- _Description of the task_:
Your task is to repeat the entries word for word while leaving out the pictures.

Referring expression data
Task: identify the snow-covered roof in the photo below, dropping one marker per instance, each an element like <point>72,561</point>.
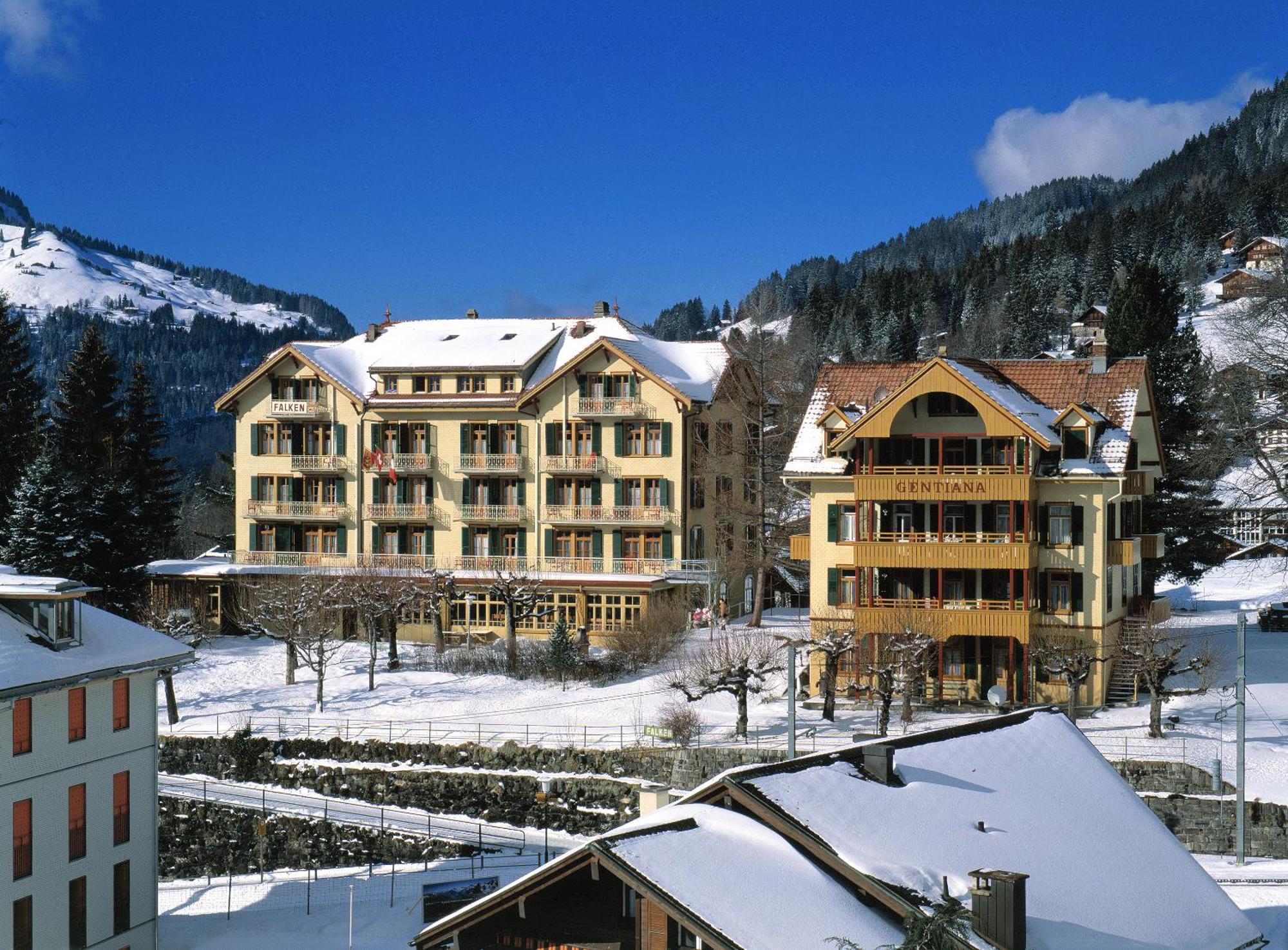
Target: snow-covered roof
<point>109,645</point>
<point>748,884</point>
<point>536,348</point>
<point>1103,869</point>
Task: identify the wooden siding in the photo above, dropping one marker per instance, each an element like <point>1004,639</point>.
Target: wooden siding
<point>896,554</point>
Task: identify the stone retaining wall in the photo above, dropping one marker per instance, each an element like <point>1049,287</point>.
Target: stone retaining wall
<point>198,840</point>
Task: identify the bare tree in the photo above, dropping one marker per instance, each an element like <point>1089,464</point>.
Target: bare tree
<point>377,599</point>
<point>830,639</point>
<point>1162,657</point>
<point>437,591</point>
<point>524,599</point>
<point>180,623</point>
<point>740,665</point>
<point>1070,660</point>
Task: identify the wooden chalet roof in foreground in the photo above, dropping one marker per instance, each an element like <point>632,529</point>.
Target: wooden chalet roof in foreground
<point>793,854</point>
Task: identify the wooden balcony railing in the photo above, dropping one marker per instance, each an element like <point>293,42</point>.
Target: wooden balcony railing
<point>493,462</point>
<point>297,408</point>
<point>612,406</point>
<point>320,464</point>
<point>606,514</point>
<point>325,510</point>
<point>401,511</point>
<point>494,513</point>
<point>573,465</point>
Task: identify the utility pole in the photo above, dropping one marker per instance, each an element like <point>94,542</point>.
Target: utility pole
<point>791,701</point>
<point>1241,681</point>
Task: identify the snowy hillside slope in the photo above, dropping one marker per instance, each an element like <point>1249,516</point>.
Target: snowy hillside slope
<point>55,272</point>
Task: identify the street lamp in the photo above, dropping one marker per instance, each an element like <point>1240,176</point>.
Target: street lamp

- _Response to the task_:
Task: identify the snow-covered roof in the photo below, dropping one marker per instance, each an element like <point>72,561</point>.
Target: snow-covered roof
<point>109,645</point>
<point>748,884</point>
<point>536,348</point>
<point>1103,869</point>
Task: identify the wooden siding in the photo above, dropping one marker per instance, each an element like <point>1004,639</point>.
Target: wooden siding
<point>896,554</point>
Task: identify the stone retaining wall in the photo above, dropping one marker per instance, each an element like <point>1049,287</point>.
Target: stone retaining wall
<point>198,840</point>
Task: identify the bare tree in the photo above, dropping one marker per instance, each an element like <point>1089,464</point>.
Target: bare tree
<point>377,599</point>
<point>830,639</point>
<point>1162,657</point>
<point>437,591</point>
<point>524,599</point>
<point>180,623</point>
<point>740,665</point>
<point>1070,660</point>
Task: identify the wooden chalet roof in foreground in the photo above, dropping one marker per instance, each an element like <point>632,529</point>.
Target: wooden chalet roof in foreground
<point>793,854</point>
Task: identify the wooden balcony railing in the photo above, dropping one marker per instance, each an element like <point>293,42</point>.
Target: wooden balcony railing
<point>493,462</point>
<point>297,408</point>
<point>612,406</point>
<point>320,464</point>
<point>606,514</point>
<point>325,510</point>
<point>401,511</point>
<point>494,513</point>
<point>573,465</point>
Task: identify the utility pole in the photo above, dropping one marker per instance, each an element like <point>94,542</point>.
Target: utility pole
<point>791,701</point>
<point>1241,681</point>
Task: identify the snowy hillside slope in the photo above, dropping one marker per instance, each an element like <point>1249,516</point>.
Target: snowy hillside slope
<point>55,272</point>
Task: identify the street lamp in the photo above, dropping one marker per instance, each an element like <point>1240,176</point>.
Target: street lamp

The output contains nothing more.